● **Passage shown**
::::::::

Analog radios handle signalling based on audio tones in a defined pattern.
--QCII generally uses a 1-second+3-second audio tone pair.
--If a receiver decodes the "A" tone (usually for 0.5 seconds) then immediately (no pause) decodes 0.5 to 1.0 seconds of the "B' tone it behaves as programmed. (Minitor pagers alert for the duration of the "B" tone after decode)
--Other two-tone formats work in similar ways.
--A "Long tone" single audio frequency can be used for group or single agency alerting.
--MDC1200 and EIA 5/6-tone also use audio tones, but each "digit" is much shorter - EIA 5/6 "digits" are 0.066 seconds each).
--QCII (and similar) have a limited number of "addresses" (a couple hundred) and are considered a single agency (or station) signal. EIA 5/6 tone signalling sends a five digit number, and if specific RX masks or wildcard masks are used can signal everyone, a single agency, a single station, or an individual radio with the same data tone burst (100,000 addresses)

::::::::

● **Problem**
Translate this sentence from the passage on radio tone signaling into Spanish: "Analog radios handle signalling based on audio tones in a defined pattern." The listing is not required for this work.

● **Given data**
::::::::

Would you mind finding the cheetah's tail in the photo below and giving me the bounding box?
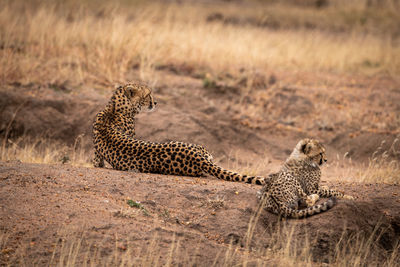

::::::::

● **Final result**
Las radios analógicas gestionan la señalización basada en tonos de audio según un patrón definido.